=== TEXT FOR ANALYSIS ===

Instead of fitting an aperture in the end wall of the housing through which a shaft passes with a bush defining together with the shaft the required flame-proof path, the aperture in the end wall may have a cylindrical surface which co-operates directly with the shaft to define the required flame-proof path and the electricallyinsulated barrier. In this case the barrier would be a coating of insulating material which extends through the axial 1 ength of the cylindrical surface. Also the coating may extend radially over at least the outer surface of the wall from the cylindrical surface around the whole circumferential length thereof for a sufficient radial distance to prevent the risk of a contaminant deposit bridging between the shaft and the end wall.

Provision is made in each example for re-lubrication of the bearing 2 without reducing the efficiency of the flame-proof enclosure.

A re-lubrication cylinder 14, feed tube 15 and lubrication nipple 16 are illustrated but are not described as they are the feature of our co-pending Application filed on the same day as this Application.

Claims (4)

=== EXTRACTED DATA ===

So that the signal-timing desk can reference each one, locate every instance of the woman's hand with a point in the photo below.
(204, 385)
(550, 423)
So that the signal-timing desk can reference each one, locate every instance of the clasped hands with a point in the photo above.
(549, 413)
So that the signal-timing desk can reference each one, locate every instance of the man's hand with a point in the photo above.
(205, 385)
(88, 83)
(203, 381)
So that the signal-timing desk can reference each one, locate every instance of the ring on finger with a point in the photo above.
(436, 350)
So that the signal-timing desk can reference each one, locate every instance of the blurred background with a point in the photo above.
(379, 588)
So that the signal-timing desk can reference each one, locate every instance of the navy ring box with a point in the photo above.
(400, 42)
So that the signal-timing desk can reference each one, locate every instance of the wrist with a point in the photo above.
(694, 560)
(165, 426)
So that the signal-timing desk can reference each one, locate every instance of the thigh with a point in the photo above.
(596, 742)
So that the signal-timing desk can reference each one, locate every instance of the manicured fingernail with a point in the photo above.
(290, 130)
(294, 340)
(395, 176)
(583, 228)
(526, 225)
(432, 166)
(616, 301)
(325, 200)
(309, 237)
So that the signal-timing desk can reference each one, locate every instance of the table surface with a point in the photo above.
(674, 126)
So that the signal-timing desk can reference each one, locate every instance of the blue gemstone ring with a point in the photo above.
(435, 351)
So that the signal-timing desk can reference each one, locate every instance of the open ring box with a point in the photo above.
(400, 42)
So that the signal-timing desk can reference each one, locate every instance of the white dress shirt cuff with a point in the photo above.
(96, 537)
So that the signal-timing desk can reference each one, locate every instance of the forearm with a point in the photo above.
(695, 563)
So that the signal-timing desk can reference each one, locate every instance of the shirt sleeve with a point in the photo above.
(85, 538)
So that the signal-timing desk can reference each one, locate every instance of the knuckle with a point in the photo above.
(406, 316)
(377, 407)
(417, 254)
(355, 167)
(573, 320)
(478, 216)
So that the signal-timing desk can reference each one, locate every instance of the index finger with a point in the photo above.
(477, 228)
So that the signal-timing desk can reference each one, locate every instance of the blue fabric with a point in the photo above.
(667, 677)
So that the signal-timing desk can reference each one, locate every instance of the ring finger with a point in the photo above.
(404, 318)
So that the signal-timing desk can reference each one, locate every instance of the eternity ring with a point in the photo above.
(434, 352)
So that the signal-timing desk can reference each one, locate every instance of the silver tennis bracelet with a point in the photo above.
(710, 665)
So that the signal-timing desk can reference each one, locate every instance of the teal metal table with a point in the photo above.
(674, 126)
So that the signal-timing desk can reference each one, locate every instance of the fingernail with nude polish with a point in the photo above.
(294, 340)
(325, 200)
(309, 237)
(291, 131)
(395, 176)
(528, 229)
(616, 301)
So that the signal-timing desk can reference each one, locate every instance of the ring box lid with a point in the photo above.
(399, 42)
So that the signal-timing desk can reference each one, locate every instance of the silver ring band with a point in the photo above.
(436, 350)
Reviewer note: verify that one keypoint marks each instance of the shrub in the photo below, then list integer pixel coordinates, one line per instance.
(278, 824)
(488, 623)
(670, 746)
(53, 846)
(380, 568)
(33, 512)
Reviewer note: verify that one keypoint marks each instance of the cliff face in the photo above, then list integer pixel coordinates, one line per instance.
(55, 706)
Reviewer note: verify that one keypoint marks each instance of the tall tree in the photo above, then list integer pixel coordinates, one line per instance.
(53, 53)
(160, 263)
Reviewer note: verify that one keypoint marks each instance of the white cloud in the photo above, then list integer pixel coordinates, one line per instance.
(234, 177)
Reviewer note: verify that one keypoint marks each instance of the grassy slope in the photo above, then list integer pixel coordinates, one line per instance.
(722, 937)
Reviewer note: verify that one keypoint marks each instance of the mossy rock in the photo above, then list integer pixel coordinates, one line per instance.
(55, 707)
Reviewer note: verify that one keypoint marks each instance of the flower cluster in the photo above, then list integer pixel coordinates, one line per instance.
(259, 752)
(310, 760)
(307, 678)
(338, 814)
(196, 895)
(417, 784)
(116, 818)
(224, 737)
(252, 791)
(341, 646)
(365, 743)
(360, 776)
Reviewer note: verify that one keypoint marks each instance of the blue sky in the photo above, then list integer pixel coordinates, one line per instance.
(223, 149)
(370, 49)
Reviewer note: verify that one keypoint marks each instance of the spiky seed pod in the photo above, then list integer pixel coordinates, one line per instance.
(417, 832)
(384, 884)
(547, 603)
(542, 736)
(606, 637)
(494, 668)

===

WHAT THIS EXERCISE ASKS:
1. According to the flame-proof enclosure passage, what is the radially extending coating on the outer surface of the wall intended to prevent?
2. Continue the flame-proof enclosure passage from its final line.

ANSWER SET:
1. The risk of a contaminant deposit bridging between the shaft and the end wall.

2.
1. A rotary electrical machine comprising a rotor mounted for rotation in a plurality of axially-spaced bearings, of which one is of an electrically-insulated kind, and a housing forming a flame-proof enclosure around the electrically insulated bearing and an end wall having an aperture therein through which a shaft of the rotor extends outboard of the electrically-insulated bearing, the wall defining the aperture having a cylindrical surface closely surrounding the shaft and within which the shaft is freely rotatable, the cylindrical surface having a diameter which is not greater than a maximum diameter and an axial length which is not less than a minimum axial length, said maximum diameter and said minimum axial length together defining a restricted flame-proof path around the shaft in accordance with a regulation appertaining to the environment in which the machine is to be operated, there also being an electrically insulating barrier between the shaft and the end wall of the housing extending across the whole axial length of the cylindrical surface.

2. A machine as claimed in Claim 1 in which the aperture in the end wall is sealingly fitted with a bush which permits free rotation of the shaft therein, the bush having an internal diameter which is not greater than a maximum diameter and an axial length which is not less than a minimum axial length, said maximum diameter and said minimum axial length together defining a restricted flame-proof path around the shaft in accordance with a regulation appertaining to the environment in which the machine is to be operated, there also being an electrically insulating barrier between the shaft and the end wall of the housing extending across the whole axial length of the cylindrical surface.

3. A machine as claimed in Claim 2 having an electrically insulating surface extending over the outer end face of the bush, the outer end surface of the end wall or the cylindrical surface of the shaft end outboard of the bush for a radial or axial distance respectively from the flame-proof path defined between the cylindrical surfaces of the bush or said end wall and the shaft end sufficient to prevent the establishment of a by-pass electrical path between the shaft and the end wall of the housing across the electrically insulating barrier as a result of the presence of a contaminant material externally of the end wall.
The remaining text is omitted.